◆ **EXERCISE BRIEF**
Present every line of the records below as a numbered list, leaving out any blank lines.

▼

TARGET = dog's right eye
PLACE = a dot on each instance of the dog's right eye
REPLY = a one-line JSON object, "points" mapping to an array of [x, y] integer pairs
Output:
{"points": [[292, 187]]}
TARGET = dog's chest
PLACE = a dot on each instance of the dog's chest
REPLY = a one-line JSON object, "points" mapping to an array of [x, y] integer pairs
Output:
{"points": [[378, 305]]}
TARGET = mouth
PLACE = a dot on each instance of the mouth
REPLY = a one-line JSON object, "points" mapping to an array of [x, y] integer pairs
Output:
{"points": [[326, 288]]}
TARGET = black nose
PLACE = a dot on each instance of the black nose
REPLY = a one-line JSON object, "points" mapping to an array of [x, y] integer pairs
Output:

▲

◆ **PROBLEM SOLUTION**
1. TARGET = dog's right eye
2. PLACE = a dot on each instance of the dog's right eye
3. REPLY = a one-line JSON object, "points" mapping to an array of [x, y] integer pairs
4. Output:
5. {"points": [[292, 187]]}
6. TARGET = dog's chest
7. PLACE = a dot on each instance of the dog's chest
8. REPLY = a one-line JSON object, "points" mapping to an array of [x, y] integer pairs
9. Output:
10. {"points": [[378, 305]]}
11. TARGET = mouth
12. PLACE = a dot on each instance of the mouth
13. REPLY = a one-line JSON object, "points" mapping to an array of [x, y] integer pairs
14. Output:
15. {"points": [[326, 288]]}
16. TARGET = black nose
17. PLACE = a dot on each instance of the black nose
18. REPLY = a one-line JSON object, "points" mapping to an array of [x, y] integer pairs
19. Output:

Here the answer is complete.